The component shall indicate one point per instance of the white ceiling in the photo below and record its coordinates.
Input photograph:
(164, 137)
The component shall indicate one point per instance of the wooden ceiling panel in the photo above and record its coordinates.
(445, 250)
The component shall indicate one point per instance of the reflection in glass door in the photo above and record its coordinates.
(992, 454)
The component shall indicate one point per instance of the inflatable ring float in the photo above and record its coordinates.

================================

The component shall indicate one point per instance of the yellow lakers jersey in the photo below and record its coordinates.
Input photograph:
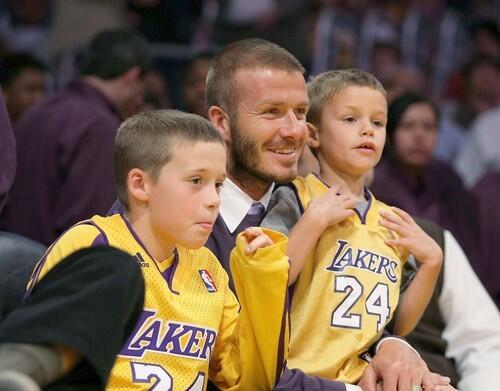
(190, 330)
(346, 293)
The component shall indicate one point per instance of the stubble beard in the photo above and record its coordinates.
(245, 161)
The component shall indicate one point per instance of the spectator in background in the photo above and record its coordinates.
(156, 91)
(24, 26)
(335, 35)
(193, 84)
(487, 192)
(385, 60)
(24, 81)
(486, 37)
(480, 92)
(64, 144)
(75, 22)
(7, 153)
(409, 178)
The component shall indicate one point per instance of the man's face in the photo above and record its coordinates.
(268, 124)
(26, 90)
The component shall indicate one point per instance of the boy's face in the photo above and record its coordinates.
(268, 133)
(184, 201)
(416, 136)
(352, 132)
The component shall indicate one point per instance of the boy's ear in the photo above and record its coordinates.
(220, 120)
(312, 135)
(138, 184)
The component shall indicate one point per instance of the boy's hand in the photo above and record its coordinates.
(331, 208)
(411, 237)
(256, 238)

================================

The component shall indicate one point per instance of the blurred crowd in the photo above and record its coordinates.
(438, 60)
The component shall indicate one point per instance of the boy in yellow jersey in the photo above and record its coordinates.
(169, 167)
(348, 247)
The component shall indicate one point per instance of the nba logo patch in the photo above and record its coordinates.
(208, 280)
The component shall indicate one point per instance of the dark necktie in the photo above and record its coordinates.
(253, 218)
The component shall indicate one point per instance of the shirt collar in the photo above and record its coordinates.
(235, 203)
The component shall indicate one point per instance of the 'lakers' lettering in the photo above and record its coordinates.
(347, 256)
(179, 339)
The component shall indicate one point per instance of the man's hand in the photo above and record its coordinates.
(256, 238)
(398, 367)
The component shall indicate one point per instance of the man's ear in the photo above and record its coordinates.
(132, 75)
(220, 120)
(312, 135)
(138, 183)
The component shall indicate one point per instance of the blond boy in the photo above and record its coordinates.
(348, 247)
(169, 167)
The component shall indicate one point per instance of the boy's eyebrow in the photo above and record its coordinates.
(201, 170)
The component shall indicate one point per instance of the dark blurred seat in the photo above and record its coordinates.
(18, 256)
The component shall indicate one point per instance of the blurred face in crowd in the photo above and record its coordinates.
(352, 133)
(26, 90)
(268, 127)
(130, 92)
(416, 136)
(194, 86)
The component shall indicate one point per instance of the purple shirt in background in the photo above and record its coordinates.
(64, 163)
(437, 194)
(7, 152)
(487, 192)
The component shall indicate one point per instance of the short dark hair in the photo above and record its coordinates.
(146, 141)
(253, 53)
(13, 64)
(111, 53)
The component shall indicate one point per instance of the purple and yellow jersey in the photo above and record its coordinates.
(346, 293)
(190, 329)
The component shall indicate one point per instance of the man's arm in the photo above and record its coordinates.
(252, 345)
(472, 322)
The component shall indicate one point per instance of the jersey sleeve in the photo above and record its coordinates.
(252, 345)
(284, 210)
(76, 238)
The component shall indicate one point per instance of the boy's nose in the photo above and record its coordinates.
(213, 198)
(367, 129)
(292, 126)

================================

▸ Task item
Output, from the data above, the lines from the line with "The component shall indicate one point per instance of the white" to the line with "of the inflatable" exactly as they stand, both ends included and nothing else.

▸ Written response
The component shall indicate one point per instance of the white ceiling in the photo below and record its coordinates.
Input photograph:
(164, 137)
The component shall indicate one point per instance of the wooden ceiling panel in the photo above and record its coordinates.
(445, 250)
The component shall indicate one point per instance of the reflection in glass door in the photo above and record its coordinates.
(992, 454)
The component shall indicate one point per instance of the inflatable ring float in the photo above and record its coordinates.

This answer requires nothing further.